━━━ TEXTE À LIRE ━━━

Les modalités du dispositif de départ anticipé pour carrière longue

En résumé, le départ anticipé pour carrière longue permet aux salariés qui ont commencé leur carrière avant 20 ans (et sous réserve d’avoir cotisé suffisamment de trimestres) de pouvoir partir dès 60 ans, c’est-à-dire deux ans avant l’âge légal actuel fixé à 62 ans. Pour les personnes ayant commencé leur carrière avant 16 ans, le départ sera possible à partir de 58 ans.

Dans les détails, c’est un peu plus compliqué, le dispositif à la fois dépend du nombre de trimestres travaillés en début d’activité, et du nombre de trimestres cotisés tout au long de la vie. Pour partir avant 60 ans, une personne devra justifier de cinq trimestres avant la fin de l’année de son 16e anniversaire. Pour partir avant 62 ans, le principe est le même : il faut réunir cinq trimestres avant la fin de l’année de son 20e anniversaire. Dans les deux cas, quatre trimestres suffisent si la personne est née au cours du dernier trimestre de l’année, ou si la carrière a été commencée au régime des non-salariés agricoles.

Les conditions de départ varient par ailleurs en fonction de l’année de naissance. En effet, les durées de cotisation requises varient en fonction des générations, comme le prévoit la loi Touraine. Pour partir avant 60 ans, il faudra avoir cotisé au moins 168 trimestres (42 ans) pour les personnes nées en 1961-1962. Ou 172 trimestres (43 ans), pour les personnes nées à partir de 1973. Pour accéder à la retraite à partir de 58 ans, c’est-à-dire deux plus tôt, la durée de cotisation doit supérieure de deux ans. Autrement dit, pour les générations 1961-1963, la durée attendue est de 44 ans pour partir à 58 ans.

Des trimestres rachetés peuvent intégrer le calcul des trimestres cotisés, mais pas uniquement. D’autres périodes de la vie peuvent être retenues comme trimestres cotisés, c’est le cas des périodes d’assurance maternité, de service national, de chômage indemnisé ou encore de maladie.

━━━

#### À FAIRE
a) Dites si chaque phrase ci-dessous va dans le sens du texte sur le départ anticipé pour carrière longue. Répondez par oui ou non et citez les mots du texte qui le montrent.
(i) L'âge légal actuel est fixé à 62 ans.
(ii) Les périodes de chômage indemnisé ne peuvent jamais compter comme trimestres cotisés.
(iii) Les durées de cotisation demandées sont les mêmes pour toutes les générations.
b) Dans le texte sur le départ anticipé pour carrière longue, relevez toutes les périodes de la vie, autres que les trimestres rachetés, qui peuvent compter comme trimestres cotisés.
c) Poursuivez le texte sur le départ anticipé pour carrière longue à partir de sa dernière phrase.

━━━ DONNÉES FOURNIES ━━━

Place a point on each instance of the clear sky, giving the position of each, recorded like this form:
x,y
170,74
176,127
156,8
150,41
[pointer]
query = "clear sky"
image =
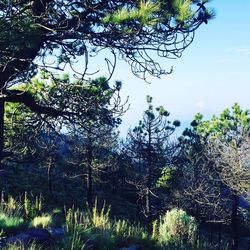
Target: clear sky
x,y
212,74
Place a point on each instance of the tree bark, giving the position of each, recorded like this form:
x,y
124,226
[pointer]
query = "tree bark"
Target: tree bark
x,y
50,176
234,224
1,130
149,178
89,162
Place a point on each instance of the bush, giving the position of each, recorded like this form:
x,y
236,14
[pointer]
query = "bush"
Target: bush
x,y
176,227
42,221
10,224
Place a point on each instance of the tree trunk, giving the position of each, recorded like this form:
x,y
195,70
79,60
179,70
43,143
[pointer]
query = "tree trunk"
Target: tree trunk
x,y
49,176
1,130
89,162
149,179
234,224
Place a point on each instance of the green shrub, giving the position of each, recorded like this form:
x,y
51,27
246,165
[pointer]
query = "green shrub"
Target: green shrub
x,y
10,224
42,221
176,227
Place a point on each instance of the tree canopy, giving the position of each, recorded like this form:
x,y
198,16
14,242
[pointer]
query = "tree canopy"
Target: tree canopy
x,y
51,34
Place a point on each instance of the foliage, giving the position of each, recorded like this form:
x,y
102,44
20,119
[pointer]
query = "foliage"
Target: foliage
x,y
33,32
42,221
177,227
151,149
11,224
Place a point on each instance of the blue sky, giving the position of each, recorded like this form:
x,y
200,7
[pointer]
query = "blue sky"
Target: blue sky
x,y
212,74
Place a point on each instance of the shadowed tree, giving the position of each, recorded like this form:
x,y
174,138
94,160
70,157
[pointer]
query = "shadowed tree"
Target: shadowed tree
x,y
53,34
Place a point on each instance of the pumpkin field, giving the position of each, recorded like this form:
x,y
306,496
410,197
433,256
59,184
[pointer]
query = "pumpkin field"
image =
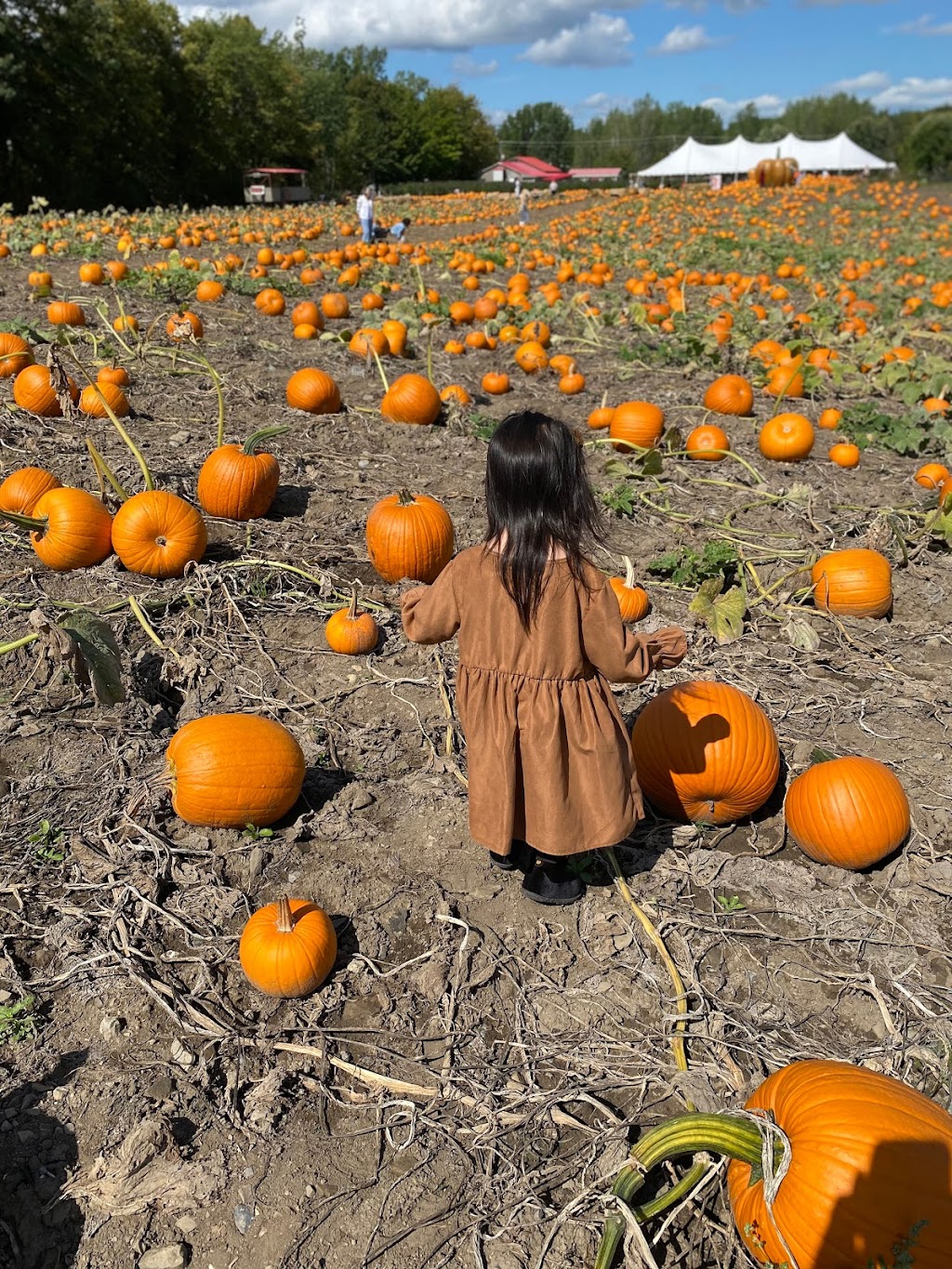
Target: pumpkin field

━━━

#### VOS RÉPONSES
a)
(i) Oui : « l’âge légal actuel fixé à 62 ans ».
(ii) Non : « D’autres périodes de la vie peuvent être retenues comme trimestres cotisés, c’est le cas des périodes d’assurance maternité, de service national, de chômage indemnisé ou encore de maladie. »
(iii) Non : « les durées de cotisation requises varient en fonction des générations, comme le prévoit la loi Touraine ».

b)
- les périodes d’assurance maternité
- les périodes de service national
- les périodes de chômage indemnisé
- les périodes de maladie

c)
Ce que prévoit la réforme présentée par le gouvernement en janvier

Le gouvernement conserve dans la réforme le dispositif des carrières longues. Il veut introduire un niveau intermédiaire, pour les personnes ayant commencé à travailler avant 18 ans. Au terme de la réforme en 2030, quand l’âge légal aura été décalé à 64 ans, l’âge restera à 58 ans pour les personnes ayant commencé à travailler avant 16 ans, et 60 ans pour les personnes ayant commencé entre 16 et 18 ans. Pour ceux ayant commencé avant 18 et 20 ans, le départ sera possible à partir de 62 ans.

Le gouvernement veut par ailleurs intégrer de nouvelles périodes pour le calcul de la durée cotisée au titre d’une carrière longue. Selon l’état actuel du projet de loi, l’idée est de prendre en compte des trimestres acquis au titre de l’assurance vieillesse du parent au foyer (AVPF) et de l’assurance vieillesse des aidants (AVA) pour le bénéfice de la retraite anticipée pour carrière longue. Cette disposition sera toutefois limitée à quatre trimestres.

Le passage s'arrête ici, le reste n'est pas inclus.